Your objective
Take all the material and copy it exactly.

┌────────

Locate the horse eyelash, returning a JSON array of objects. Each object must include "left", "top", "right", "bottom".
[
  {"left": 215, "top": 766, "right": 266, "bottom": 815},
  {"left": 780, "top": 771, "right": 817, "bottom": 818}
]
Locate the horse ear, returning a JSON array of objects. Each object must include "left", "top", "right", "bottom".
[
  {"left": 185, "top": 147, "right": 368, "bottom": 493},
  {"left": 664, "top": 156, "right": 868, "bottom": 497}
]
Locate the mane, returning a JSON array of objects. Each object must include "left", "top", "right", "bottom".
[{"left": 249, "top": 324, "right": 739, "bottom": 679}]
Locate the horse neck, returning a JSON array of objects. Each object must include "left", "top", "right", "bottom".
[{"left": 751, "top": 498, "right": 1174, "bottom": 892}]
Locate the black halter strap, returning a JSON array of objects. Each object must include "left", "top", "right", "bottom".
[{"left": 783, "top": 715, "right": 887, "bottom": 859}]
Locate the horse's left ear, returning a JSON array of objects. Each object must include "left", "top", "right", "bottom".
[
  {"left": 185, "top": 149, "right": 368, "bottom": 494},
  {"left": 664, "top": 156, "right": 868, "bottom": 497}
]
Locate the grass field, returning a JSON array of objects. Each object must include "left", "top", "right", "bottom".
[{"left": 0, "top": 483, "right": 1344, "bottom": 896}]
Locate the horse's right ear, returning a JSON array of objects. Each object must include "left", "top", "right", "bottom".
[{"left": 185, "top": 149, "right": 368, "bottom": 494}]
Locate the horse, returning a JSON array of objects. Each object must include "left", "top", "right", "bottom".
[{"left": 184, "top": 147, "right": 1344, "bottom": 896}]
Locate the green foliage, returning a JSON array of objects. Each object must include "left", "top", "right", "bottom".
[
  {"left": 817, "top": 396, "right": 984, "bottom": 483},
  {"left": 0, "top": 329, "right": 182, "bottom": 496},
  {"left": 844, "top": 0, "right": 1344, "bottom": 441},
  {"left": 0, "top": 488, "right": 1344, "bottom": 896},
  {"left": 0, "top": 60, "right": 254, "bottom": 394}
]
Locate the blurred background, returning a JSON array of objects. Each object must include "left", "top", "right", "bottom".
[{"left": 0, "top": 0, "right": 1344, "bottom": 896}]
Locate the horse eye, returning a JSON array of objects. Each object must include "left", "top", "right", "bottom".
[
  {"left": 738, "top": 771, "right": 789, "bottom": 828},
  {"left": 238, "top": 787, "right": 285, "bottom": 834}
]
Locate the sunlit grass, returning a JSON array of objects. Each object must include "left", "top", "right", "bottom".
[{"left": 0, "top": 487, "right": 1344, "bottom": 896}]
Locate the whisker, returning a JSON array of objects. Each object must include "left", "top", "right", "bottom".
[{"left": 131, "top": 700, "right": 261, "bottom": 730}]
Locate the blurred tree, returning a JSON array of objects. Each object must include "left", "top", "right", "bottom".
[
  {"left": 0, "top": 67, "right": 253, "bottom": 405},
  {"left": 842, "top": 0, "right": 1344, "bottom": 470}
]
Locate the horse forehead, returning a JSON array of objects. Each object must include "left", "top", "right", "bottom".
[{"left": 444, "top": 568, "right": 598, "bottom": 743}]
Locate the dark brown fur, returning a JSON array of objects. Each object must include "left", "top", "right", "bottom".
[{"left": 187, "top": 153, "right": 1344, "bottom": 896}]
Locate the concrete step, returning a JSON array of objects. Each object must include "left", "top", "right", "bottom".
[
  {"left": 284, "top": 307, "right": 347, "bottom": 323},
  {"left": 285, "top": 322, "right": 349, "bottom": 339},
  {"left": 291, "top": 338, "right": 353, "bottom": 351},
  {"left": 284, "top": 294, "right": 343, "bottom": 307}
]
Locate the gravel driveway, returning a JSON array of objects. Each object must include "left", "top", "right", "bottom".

└────────

Solution
Locate the horse eyelash, returning a JSON array of objects. Each object must include "left", "top", "right", "bottom".
[
  {"left": 215, "top": 766, "right": 266, "bottom": 815},
  {"left": 780, "top": 771, "right": 817, "bottom": 818}
]
Locate the horse ear, returning a JSON array of objects. Each object must include "left", "top", "right", "bottom".
[
  {"left": 185, "top": 147, "right": 368, "bottom": 493},
  {"left": 664, "top": 156, "right": 868, "bottom": 497}
]
Locate the mane, returning a JSON array of objects. Each object must include "left", "top", "right", "bottom".
[{"left": 249, "top": 324, "right": 739, "bottom": 679}]
Locate the horse neck, returning a JSON array of objects. Each object must include "left", "top", "right", "bottom".
[{"left": 751, "top": 498, "right": 1174, "bottom": 892}]
Locate the black halter strap, returning a JSON array of objects. Each object must include "left", "top", "right", "bottom".
[{"left": 783, "top": 715, "right": 887, "bottom": 859}]
Locate the horse's left ear, returning a JSON array of objects. Each object must include "left", "top", "right", "bottom".
[
  {"left": 185, "top": 149, "right": 368, "bottom": 494},
  {"left": 664, "top": 156, "right": 868, "bottom": 497}
]
Locate the grass field, returning a JSON array of objects. Each object must include "left", "top", "right", "bottom".
[{"left": 0, "top": 483, "right": 1344, "bottom": 896}]
Locate the horse's right ear, returning a JSON array of objects. Each object must include "left", "top", "right", "bottom".
[{"left": 185, "top": 149, "right": 368, "bottom": 494}]
Locate the horse, returning a JSON array of objects. Each object must include "left", "top", "right", "bottom".
[{"left": 184, "top": 147, "right": 1344, "bottom": 896}]
Locate the green foliage, returning a JSON array of objects. Each object must include "left", "top", "right", "bottom".
[
  {"left": 817, "top": 396, "right": 984, "bottom": 483},
  {"left": 0, "top": 329, "right": 182, "bottom": 496},
  {"left": 844, "top": 0, "right": 1344, "bottom": 441},
  {"left": 0, "top": 488, "right": 1344, "bottom": 896},
  {"left": 0, "top": 60, "right": 254, "bottom": 394}
]
Locate the blurred background, returning a JSON array of objects. Each object must include "left", "top", "right", "bottom".
[{"left": 0, "top": 0, "right": 1344, "bottom": 896}]
Locate the horse eye, returning a JSON array of objects. Each object must include "left", "top", "right", "bottom".
[
  {"left": 738, "top": 771, "right": 789, "bottom": 828},
  {"left": 238, "top": 787, "right": 285, "bottom": 834}
]
Locate the sunlit grass, returning a JSON array of objects. Each object must include "left", "top", "right", "bottom".
[{"left": 0, "top": 487, "right": 1344, "bottom": 896}]
Locate the whisker, returning a JSON array of objects. Each object must include "left", "top", "right", "bottom".
[{"left": 131, "top": 700, "right": 261, "bottom": 730}]
Locate the blurred tree, returning a JSON array of objects. Each object must include "left", "top", "right", "bottom".
[
  {"left": 0, "top": 67, "right": 253, "bottom": 405},
  {"left": 842, "top": 0, "right": 1344, "bottom": 470}
]
Locate the horse forehead, returning a JSON array of objects. Each object must include "left", "top", "right", "bottom".
[{"left": 444, "top": 568, "right": 598, "bottom": 743}]
Locate the dark brown fur, returning a JSON array of objects. Each object must include "left", "top", "right", "bottom".
[{"left": 187, "top": 153, "right": 1344, "bottom": 896}]
Locate the concrete step, returning a JSON array of objects. Each object must include "left", "top", "right", "bottom".
[
  {"left": 284, "top": 307, "right": 347, "bottom": 323},
  {"left": 285, "top": 322, "right": 349, "bottom": 339},
  {"left": 291, "top": 338, "right": 353, "bottom": 351},
  {"left": 284, "top": 294, "right": 343, "bottom": 307}
]
Locate the gravel driveway, returning a JSON array of objects. Each object must include "left", "top", "right", "bottom".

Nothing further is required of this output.